§ Stated goal
Copy the rows below word for word, leaving out the pictures.

Rows contained in a dataset:
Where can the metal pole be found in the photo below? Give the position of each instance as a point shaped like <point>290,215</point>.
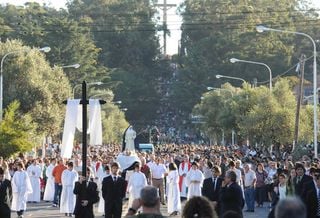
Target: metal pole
<point>84,129</point>
<point>1,83</point>
<point>315,94</point>
<point>300,91</point>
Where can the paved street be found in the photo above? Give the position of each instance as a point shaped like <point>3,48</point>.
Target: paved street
<point>44,209</point>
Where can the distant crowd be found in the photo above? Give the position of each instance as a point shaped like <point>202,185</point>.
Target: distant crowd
<point>230,179</point>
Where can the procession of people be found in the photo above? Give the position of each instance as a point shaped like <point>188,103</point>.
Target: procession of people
<point>232,178</point>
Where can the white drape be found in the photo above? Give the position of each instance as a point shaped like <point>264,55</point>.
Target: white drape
<point>95,125</point>
<point>69,127</point>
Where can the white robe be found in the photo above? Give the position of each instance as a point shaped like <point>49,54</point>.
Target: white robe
<point>101,174</point>
<point>34,173</point>
<point>49,190</point>
<point>182,171</point>
<point>174,203</point>
<point>129,139</point>
<point>194,189</point>
<point>21,187</point>
<point>68,198</point>
<point>136,182</point>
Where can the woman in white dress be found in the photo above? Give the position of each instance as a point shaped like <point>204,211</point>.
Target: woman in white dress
<point>103,171</point>
<point>68,198</point>
<point>174,203</point>
<point>136,182</point>
<point>49,189</point>
<point>194,180</point>
<point>21,188</point>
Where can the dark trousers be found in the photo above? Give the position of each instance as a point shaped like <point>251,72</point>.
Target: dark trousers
<point>57,193</point>
<point>20,212</point>
<point>113,210</point>
<point>260,195</point>
<point>5,211</point>
<point>249,198</point>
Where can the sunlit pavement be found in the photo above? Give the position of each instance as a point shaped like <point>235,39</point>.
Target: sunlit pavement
<point>45,210</point>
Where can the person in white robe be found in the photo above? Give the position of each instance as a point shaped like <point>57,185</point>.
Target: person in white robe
<point>34,173</point>
<point>184,168</point>
<point>136,182</point>
<point>49,190</point>
<point>68,198</point>
<point>194,180</point>
<point>21,187</point>
<point>174,202</point>
<point>129,139</point>
<point>103,171</point>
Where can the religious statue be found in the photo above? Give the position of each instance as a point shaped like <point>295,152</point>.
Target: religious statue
<point>129,137</point>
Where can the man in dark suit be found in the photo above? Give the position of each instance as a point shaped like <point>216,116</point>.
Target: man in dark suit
<point>5,195</point>
<point>231,197</point>
<point>211,187</point>
<point>301,179</point>
<point>87,195</point>
<point>311,195</point>
<point>113,192</point>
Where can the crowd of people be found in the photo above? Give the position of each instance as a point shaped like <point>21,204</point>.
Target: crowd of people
<point>231,179</point>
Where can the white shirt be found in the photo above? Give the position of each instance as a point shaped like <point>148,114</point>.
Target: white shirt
<point>282,191</point>
<point>158,171</point>
<point>249,177</point>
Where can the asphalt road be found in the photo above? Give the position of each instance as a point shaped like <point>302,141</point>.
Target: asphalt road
<point>44,210</point>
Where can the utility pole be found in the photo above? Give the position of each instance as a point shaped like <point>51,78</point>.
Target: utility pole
<point>165,7</point>
<point>299,99</point>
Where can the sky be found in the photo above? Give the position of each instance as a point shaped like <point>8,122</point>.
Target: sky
<point>173,23</point>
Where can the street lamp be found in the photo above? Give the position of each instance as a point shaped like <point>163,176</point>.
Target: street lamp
<point>101,94</point>
<point>219,89</point>
<point>93,83</point>
<point>234,60</point>
<point>75,66</point>
<point>230,77</point>
<point>44,49</point>
<point>261,29</point>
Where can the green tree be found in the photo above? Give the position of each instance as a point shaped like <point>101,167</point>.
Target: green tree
<point>114,124</point>
<point>255,113</point>
<point>215,31</point>
<point>70,42</point>
<point>39,88</point>
<point>126,33</point>
<point>15,131</point>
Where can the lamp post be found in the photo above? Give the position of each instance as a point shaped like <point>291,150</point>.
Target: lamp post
<point>44,49</point>
<point>75,66</point>
<point>78,85</point>
<point>230,77</point>
<point>234,60</point>
<point>261,29</point>
<point>219,89</point>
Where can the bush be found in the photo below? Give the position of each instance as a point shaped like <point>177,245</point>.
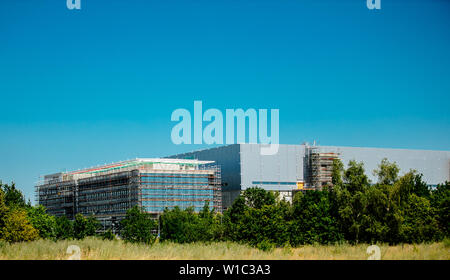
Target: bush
<point>137,227</point>
<point>17,228</point>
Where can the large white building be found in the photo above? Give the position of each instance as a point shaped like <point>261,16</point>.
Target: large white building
<point>303,166</point>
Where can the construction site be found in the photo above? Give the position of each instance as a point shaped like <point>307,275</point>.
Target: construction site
<point>108,191</point>
<point>318,168</point>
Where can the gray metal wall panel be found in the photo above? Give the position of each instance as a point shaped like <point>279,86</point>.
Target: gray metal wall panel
<point>285,166</point>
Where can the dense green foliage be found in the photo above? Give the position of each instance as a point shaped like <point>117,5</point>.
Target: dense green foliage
<point>138,226</point>
<point>185,226</point>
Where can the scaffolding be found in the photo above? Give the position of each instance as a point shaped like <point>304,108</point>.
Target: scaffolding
<point>108,191</point>
<point>319,168</point>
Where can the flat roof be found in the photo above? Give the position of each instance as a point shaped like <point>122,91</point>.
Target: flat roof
<point>138,162</point>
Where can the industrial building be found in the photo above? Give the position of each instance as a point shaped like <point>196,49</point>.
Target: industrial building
<point>302,167</point>
<point>107,191</point>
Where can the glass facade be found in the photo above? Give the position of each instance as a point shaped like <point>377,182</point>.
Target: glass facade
<point>167,190</point>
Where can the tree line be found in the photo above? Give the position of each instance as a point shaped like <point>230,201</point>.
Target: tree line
<point>393,210</point>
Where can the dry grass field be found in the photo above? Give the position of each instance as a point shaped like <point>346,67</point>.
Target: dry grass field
<point>97,249</point>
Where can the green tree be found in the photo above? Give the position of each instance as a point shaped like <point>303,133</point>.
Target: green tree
<point>3,212</point>
<point>313,219</point>
<point>138,226</point>
<point>387,172</point>
<point>42,222</point>
<point>17,227</point>
<point>337,173</point>
<point>440,201</point>
<point>420,224</point>
<point>351,201</point>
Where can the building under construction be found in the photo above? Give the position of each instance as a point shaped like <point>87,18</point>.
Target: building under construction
<point>108,191</point>
<point>309,167</point>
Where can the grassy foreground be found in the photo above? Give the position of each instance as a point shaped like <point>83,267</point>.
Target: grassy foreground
<point>97,249</point>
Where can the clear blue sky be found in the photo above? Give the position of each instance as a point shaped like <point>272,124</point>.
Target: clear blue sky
<point>81,88</point>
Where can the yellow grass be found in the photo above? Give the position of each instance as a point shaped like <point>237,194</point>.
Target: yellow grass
<point>96,249</point>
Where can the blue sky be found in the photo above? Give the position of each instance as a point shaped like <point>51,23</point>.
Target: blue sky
<point>85,87</point>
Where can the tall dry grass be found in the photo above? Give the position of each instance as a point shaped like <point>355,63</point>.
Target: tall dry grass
<point>97,249</point>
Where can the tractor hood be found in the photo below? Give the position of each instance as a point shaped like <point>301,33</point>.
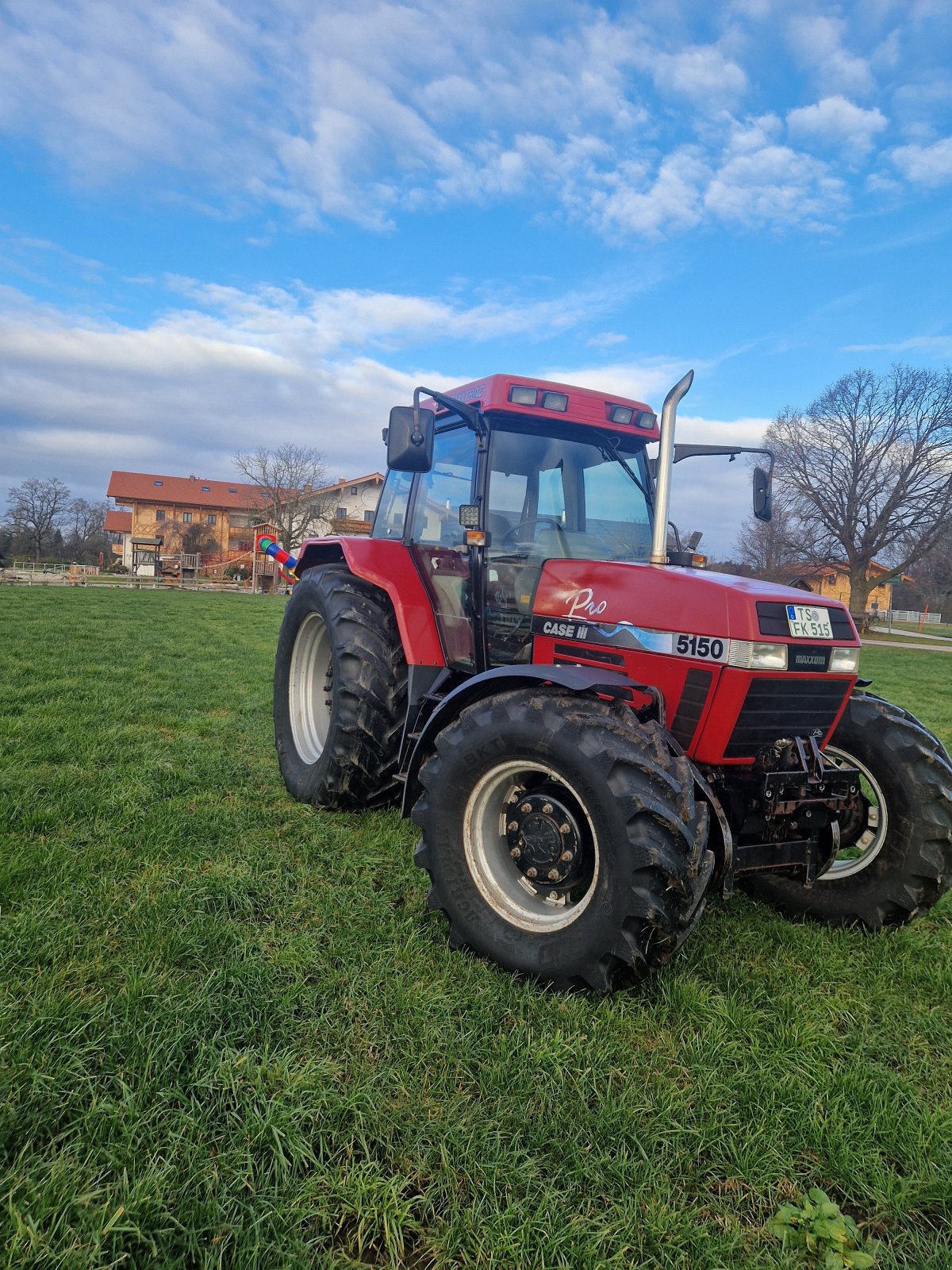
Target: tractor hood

§ Result
Where can the metal pole be found in the photo below? Give the position of each instance as a point shaped like <point>290,215</point>.
Target: metal pole
<point>84,129</point>
<point>1,83</point>
<point>315,94</point>
<point>300,91</point>
Where can the paved street be found in the photo above? Give the position of each instance as a point shaped like <point>3,48</point>.
Target: paved street
<point>44,209</point>
Where can the distant crowd be found in the photo above? Give the position of each instance as a point shaped like <point>202,185</point>.
Target: distant crowd
<point>230,179</point>
Where can the procession of people be found in the photo above? Give the position of each instance as a point shaped like <point>188,103</point>.
Target: procession of people
<point>232,178</point>
Where can the white drape be found in the photo above? Give the position of each instance as a point shaped like <point>264,55</point>.
Target: white drape
<point>95,125</point>
<point>69,127</point>
Where can the white robe be found in the photo above? Give the position of each instance as a point shaped like <point>49,54</point>.
Target: white robe
<point>101,174</point>
<point>34,173</point>
<point>49,190</point>
<point>182,171</point>
<point>174,203</point>
<point>129,139</point>
<point>194,189</point>
<point>21,187</point>
<point>68,198</point>
<point>136,182</point>
Where can the woman in white dress be found in the photo above? Give the position of each instance as a point shaped like <point>204,211</point>.
Target: woman in white dress
<point>103,171</point>
<point>68,198</point>
<point>174,203</point>
<point>136,182</point>
<point>49,189</point>
<point>194,180</point>
<point>21,188</point>
Where can the dark trousers be found in the photo above? Give the position of each instance as a point shaped like <point>251,72</point>.
Target: dark trousers
<point>57,193</point>
<point>20,212</point>
<point>113,210</point>
<point>260,195</point>
<point>5,211</point>
<point>249,198</point>
Where can the sunlit pavement be found in the photo above? Give the position of each instance as a point shaped like <point>235,39</point>.
Target: sunlit pavement
<point>45,210</point>
Where can the person in white robe be found in the photo above? Give the position of each instance as a point shaped like <point>57,185</point>.
Target: person in white robe
<point>34,173</point>
<point>184,168</point>
<point>136,182</point>
<point>49,190</point>
<point>68,198</point>
<point>194,180</point>
<point>21,187</point>
<point>174,202</point>
<point>129,139</point>
<point>103,171</point>
Where can the religious statue be found in the photo above? Give the position of each instance as a point shaped like <point>295,152</point>.
Target: religious statue
<point>129,137</point>
Where can the man in dark suit be found in the photo above? Give the position of each instance as a point shaped like <point>216,116</point>.
Target: man in dark suit
<point>5,195</point>
<point>231,197</point>
<point>211,187</point>
<point>301,179</point>
<point>87,195</point>
<point>311,195</point>
<point>113,192</point>
Where can the crowd of people be found in the photo above? Give the position of each instance as a point shaped like <point>21,204</point>.
Target: crowd of people
<point>231,179</point>
Where can the white shirt be found in the photo above? Give the position of each instance as a point shaped like <point>148,114</point>.
Target: white shirt
<point>282,191</point>
<point>158,171</point>
<point>249,177</point>
Where can the asphalt road be found in the photo above? Give the position of each instance as a point shaped like <point>302,141</point>.
Target: asphalt road
<point>44,210</point>
Where can the utility pole be found in the photo above? Give the position of each instance as a point shaped like <point>51,78</point>.
Target: utility pole
<point>165,7</point>
<point>299,99</point>
Where can the sky be found in the photo above? Give the position of each instance as a point shaped like <point>8,122</point>.
Target: sky
<point>173,23</point>
Where can the street lamp be found in the photo above? Give the position of each instance as a point shaped like <point>163,176</point>.
Target: street lamp
<point>101,94</point>
<point>219,89</point>
<point>93,83</point>
<point>234,60</point>
<point>75,66</point>
<point>230,77</point>
<point>44,49</point>
<point>261,29</point>
Where can the green tree be found in the photo above? Give the position of each instance as a point shaped like <point>101,167</point>.
Target: green tree
<point>114,124</point>
<point>255,113</point>
<point>215,31</point>
<point>70,42</point>
<point>39,88</point>
<point>126,33</point>
<point>15,131</point>
Where can the lamp post be found in the photo above? Give the position of each instance as a point shaped like <point>291,150</point>.
Target: lamp post
<point>44,49</point>
<point>75,66</point>
<point>78,85</point>
<point>230,77</point>
<point>234,60</point>
<point>261,29</point>
<point>219,89</point>
Where can the bush be found in the photo below? Give the position of each instance as a point shaped like <point>177,245</point>.
Target: bush
<point>137,227</point>
<point>17,228</point>
Where can the large white building be found in the photo above? Give the position of each instance as a point shaped like <point>261,16</point>.
Target: large white building
<point>303,166</point>
Where can the construction site be found in the photo above? Give the position of each instance as a point shaped like <point>307,275</point>.
Target: construction site
<point>108,191</point>
<point>318,168</point>
Where can the gray metal wall panel be found in the photo above? Give the position of each instance as a point shaped like <point>279,86</point>.
Target: gray metal wall panel
<point>285,166</point>
Where can the dense green foliage be found in the photo above? Give the position of each instance as a point shaped like <point>117,5</point>.
Target: dense green foliage
<point>138,226</point>
<point>185,226</point>
Where can the scaffolding be found in the photo above? Give the position of each instance as a point shaped like <point>304,108</point>.
Target: scaffolding
<point>108,191</point>
<point>319,168</point>
Where can the flat roof be found in the photo above? Give the position of each instance as a point shaped like <point>122,91</point>.
Target: flat roof
<point>138,162</point>
Where can the industrial building be found in the photo above? Give the position of each instance as a point shaped like <point>196,49</point>.
Target: industrial building
<point>302,167</point>
<point>107,191</point>
Where can the glass facade be found in the photo above? Give the position of each instance as a point shaped like <point>377,182</point>.
Target: glass facade
<point>167,190</point>
Where can the tree line be found in the photo above? Give the position of each instance as a point shaped like <point>230,201</point>.
Target: tree line
<point>393,210</point>
Where can the dry grass field be found in the photo above? Give the position of each instance as a point shaped like <point>346,67</point>.
Target: dry grass field
<point>97,249</point>
Where can the green tree be found in the photo above? Give the position of each instance as a point shaped like <point>303,133</point>.
Target: green tree
<point>3,212</point>
<point>313,219</point>
<point>138,226</point>
<point>387,172</point>
<point>42,222</point>
<point>17,227</point>
<point>337,173</point>
<point>440,201</point>
<point>420,224</point>
<point>351,201</point>
Where can the building under construction be found in the photo above? Give the position of each instance as a point shaped like <point>87,18</point>.
Target: building under construction
<point>108,191</point>
<point>309,167</point>
Where can the grassy foreground be found in the photo above? Give the position of each instance as a point shaped like <point>83,267</point>.
Target: grassy foreground
<point>97,249</point>
Where can the clear blue sky be found in the photo above? Give the position of each instance as a point shaped like <point>272,124</point>.
Target: clear blue sky
<point>81,88</point>
Where can the yellow grass be found in the photo above? Give the position of each instance as a point shaped like <point>237,194</point>.
Target: yellow grass
<point>96,249</point>
Where can the blue sky be found in the photo above? Give the position of each instance as a point shaped like <point>51,23</point>.
Target: blue sky
<point>85,87</point>
Where can the tall dry grass be found in the photo above? Give the position of each instance as a point shaped like <point>355,63</point>.
Target: tall dry grass
<point>97,249</point>
Where can the tractor hood be found in the photo below? Give the position of each instance as a point shaped like <point>301,33</point>.
Target: tractor hood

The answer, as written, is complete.